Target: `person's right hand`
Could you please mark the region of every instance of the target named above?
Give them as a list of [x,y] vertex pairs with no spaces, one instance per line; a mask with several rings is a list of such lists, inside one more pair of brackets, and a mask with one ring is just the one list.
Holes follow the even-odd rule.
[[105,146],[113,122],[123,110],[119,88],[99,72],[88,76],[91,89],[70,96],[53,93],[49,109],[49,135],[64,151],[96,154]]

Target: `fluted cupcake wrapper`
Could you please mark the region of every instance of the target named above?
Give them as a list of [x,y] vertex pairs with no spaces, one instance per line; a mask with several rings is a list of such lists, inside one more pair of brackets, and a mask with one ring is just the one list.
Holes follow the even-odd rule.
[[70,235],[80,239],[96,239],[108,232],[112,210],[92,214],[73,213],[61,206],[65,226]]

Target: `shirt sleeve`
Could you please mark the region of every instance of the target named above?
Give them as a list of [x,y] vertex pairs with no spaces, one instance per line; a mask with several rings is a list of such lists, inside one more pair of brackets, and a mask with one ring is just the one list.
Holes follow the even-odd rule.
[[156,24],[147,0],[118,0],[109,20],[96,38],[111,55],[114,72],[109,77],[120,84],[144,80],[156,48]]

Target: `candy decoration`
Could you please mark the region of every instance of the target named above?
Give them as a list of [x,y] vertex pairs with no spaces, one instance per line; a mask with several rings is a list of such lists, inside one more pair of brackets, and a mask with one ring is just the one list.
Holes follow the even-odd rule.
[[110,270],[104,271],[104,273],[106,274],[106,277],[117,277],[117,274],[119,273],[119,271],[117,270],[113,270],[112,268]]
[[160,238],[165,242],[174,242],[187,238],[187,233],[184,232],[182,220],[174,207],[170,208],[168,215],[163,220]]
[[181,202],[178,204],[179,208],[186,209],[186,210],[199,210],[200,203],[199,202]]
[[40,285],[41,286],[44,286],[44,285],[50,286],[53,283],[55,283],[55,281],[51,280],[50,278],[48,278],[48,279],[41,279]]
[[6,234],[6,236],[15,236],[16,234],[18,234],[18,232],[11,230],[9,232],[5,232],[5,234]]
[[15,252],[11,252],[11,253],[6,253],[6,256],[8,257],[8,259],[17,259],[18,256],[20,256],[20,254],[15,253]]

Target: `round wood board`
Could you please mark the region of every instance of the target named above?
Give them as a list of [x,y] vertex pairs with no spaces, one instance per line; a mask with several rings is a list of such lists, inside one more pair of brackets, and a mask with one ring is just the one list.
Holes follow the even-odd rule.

**What you need to do**
Set down all of the entries exactly, please.

**Task answer**
Target: `person's right hand`
Could you please mark the region of every instance of the target named above?
Give them as a list of [x,y] vertex pairs with no spaces, one instance per line; a mask with several rings is a list of such lists, inside one more pair of brackets, and a mask with one ring is just the one list.
Holes follow the even-odd rule.
[[105,146],[113,122],[123,110],[119,88],[99,72],[88,76],[91,89],[70,96],[53,93],[49,109],[49,135],[64,151],[96,154]]

Target: `fluted cupcake wrapper`
Could you please mark the region of every instance of the target named above?
Give them as a list of [x,y] vertex pairs with no spaces, one instance per line; a mask with several rings is a list of such lists, inside one more pair of brackets, and a mask with one ring is just the one list.
Holes follow the even-odd rule.
[[70,235],[80,239],[96,239],[108,232],[112,210],[92,214],[73,213],[61,206],[65,226]]

Target: `shirt sleeve`
Could you please mark the region of every instance of the target named above?
Give them as a list of [x,y] vertex pairs with no spaces, one instance per line; a mask with several rings is a list of such lists, inside one more pair of brackets, and a mask with one ring is just the one list.
Holes follow the even-odd rule.
[[156,24],[147,0],[118,0],[109,20],[96,38],[111,55],[114,72],[109,77],[120,84],[144,80],[156,48]]

Target: `candy decoration`
Could you please mark the region of every instance of the target named above?
Give them as a list of [x,y] vertex pairs with no spaces, one instance per line; a mask with several rings is a list of such lists, inside one more pair of brackets, and a mask with one ring is just the one list.
Holes follow the even-odd rule.
[[110,270],[104,271],[104,273],[106,274],[106,277],[117,277],[117,274],[119,273],[119,271],[117,270],[113,270],[112,268]]
[[160,238],[165,242],[174,242],[187,238],[187,233],[184,232],[182,220],[174,207],[170,208],[168,215],[163,220]]
[[181,202],[178,204],[179,208],[186,209],[186,210],[199,210],[200,203],[199,202]]
[[40,285],[41,286],[44,286],[44,285],[50,286],[53,283],[55,283],[55,281],[51,280],[50,278],[48,278],[48,279],[41,279]]
[[6,234],[6,236],[15,236],[16,234],[18,234],[18,232],[11,230],[9,232],[5,232],[5,234]]
[[15,252],[11,252],[11,253],[6,253],[6,256],[8,257],[8,259],[17,259],[18,256],[20,256],[20,254],[15,253]]

Target: `round wood board`
Could you please mark the region of every instance of the target named above?
Give them as a list of [x,y] vertex pairs with no spaces, one instance per line; a mask with several rings is a list of such lists, inside one more pair of brackets, and a mask with one ring is just the one list.
Holes follow the even-odd rule.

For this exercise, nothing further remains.